# Required task:
Return every line of the material below that contains the string "protest".

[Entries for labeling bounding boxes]
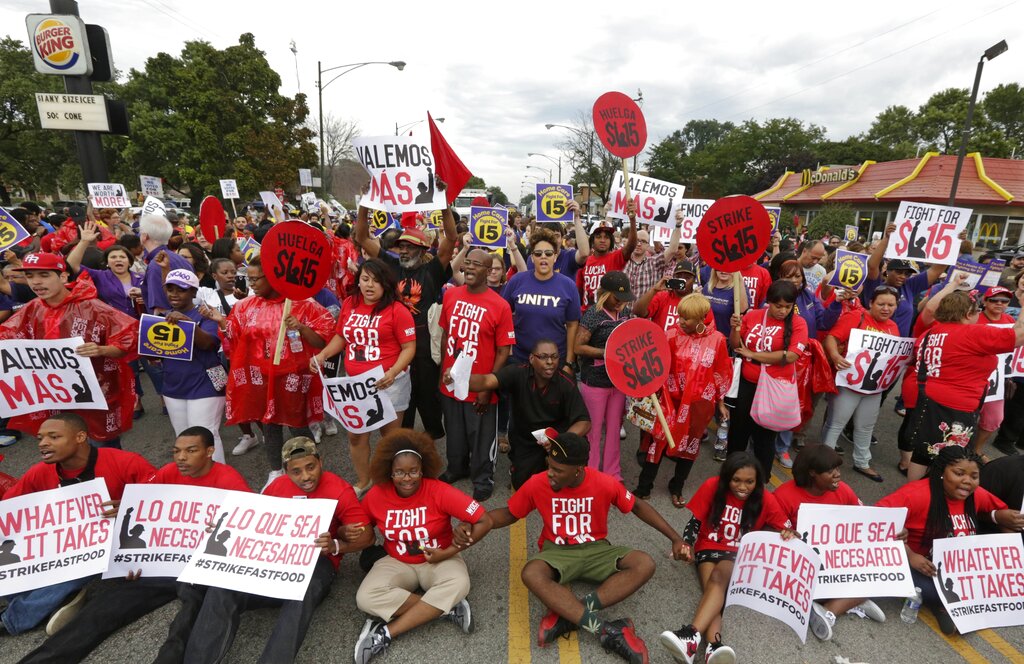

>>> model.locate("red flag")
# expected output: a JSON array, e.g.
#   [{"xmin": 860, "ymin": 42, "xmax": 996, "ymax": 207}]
[{"xmin": 427, "ymin": 113, "xmax": 473, "ymax": 205}]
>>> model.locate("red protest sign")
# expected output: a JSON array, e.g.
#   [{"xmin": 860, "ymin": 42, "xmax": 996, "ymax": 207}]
[
  {"xmin": 199, "ymin": 196, "xmax": 224, "ymax": 242},
  {"xmin": 604, "ymin": 319, "xmax": 669, "ymax": 399},
  {"xmin": 594, "ymin": 92, "xmax": 647, "ymax": 159},
  {"xmin": 697, "ymin": 196, "xmax": 771, "ymax": 272},
  {"xmin": 260, "ymin": 219, "xmax": 332, "ymax": 300}
]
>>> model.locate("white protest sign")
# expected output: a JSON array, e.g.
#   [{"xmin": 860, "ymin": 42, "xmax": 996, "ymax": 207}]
[
  {"xmin": 178, "ymin": 492, "xmax": 338, "ymax": 599},
  {"xmin": 220, "ymin": 180, "xmax": 239, "ymax": 199},
  {"xmin": 648, "ymin": 199, "xmax": 715, "ymax": 245},
  {"xmin": 321, "ymin": 367, "xmax": 395, "ymax": 433},
  {"xmin": 885, "ymin": 201, "xmax": 971, "ymax": 265},
  {"xmin": 725, "ymin": 531, "xmax": 820, "ymax": 642},
  {"xmin": 0, "ymin": 338, "xmax": 106, "ymax": 417},
  {"xmin": 797, "ymin": 503, "xmax": 913, "ymax": 599},
  {"xmin": 103, "ymin": 484, "xmax": 229, "ymax": 579},
  {"xmin": 608, "ymin": 170, "xmax": 684, "ymax": 229},
  {"xmin": 138, "ymin": 175, "xmax": 164, "ymax": 198},
  {"xmin": 352, "ymin": 136, "xmax": 447, "ymax": 213},
  {"xmin": 0, "ymin": 479, "xmax": 114, "ymax": 595},
  {"xmin": 89, "ymin": 182, "xmax": 131, "ymax": 208},
  {"xmin": 836, "ymin": 330, "xmax": 913, "ymax": 395},
  {"xmin": 932, "ymin": 533, "xmax": 1024, "ymax": 634},
  {"xmin": 139, "ymin": 196, "xmax": 167, "ymax": 219}
]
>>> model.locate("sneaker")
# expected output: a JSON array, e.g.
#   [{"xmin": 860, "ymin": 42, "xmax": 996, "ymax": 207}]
[
  {"xmin": 811, "ymin": 601, "xmax": 836, "ymax": 640},
  {"xmin": 353, "ymin": 619, "xmax": 391, "ymax": 664},
  {"xmin": 658, "ymin": 625, "xmax": 700, "ymax": 664},
  {"xmin": 231, "ymin": 433, "xmax": 259, "ymax": 456},
  {"xmin": 46, "ymin": 588, "xmax": 85, "ymax": 636},
  {"xmin": 846, "ymin": 599, "xmax": 886, "ymax": 622},
  {"xmin": 260, "ymin": 470, "xmax": 285, "ymax": 493},
  {"xmin": 537, "ymin": 611, "xmax": 579, "ymax": 648},
  {"xmin": 705, "ymin": 634, "xmax": 736, "ymax": 664},
  {"xmin": 441, "ymin": 599, "xmax": 476, "ymax": 634},
  {"xmin": 598, "ymin": 618, "xmax": 649, "ymax": 664}
]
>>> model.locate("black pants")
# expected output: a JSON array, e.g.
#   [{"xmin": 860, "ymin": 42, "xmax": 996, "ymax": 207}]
[
  {"xmin": 401, "ymin": 350, "xmax": 444, "ymax": 440},
  {"xmin": 728, "ymin": 377, "xmax": 778, "ymax": 483},
  {"xmin": 184, "ymin": 555, "xmax": 335, "ymax": 664},
  {"xmin": 20, "ymin": 578, "xmax": 206, "ymax": 664}
]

# Solution to this problem:
>>> model.locate("red protest sign")
>>> model.locate("white protest sign")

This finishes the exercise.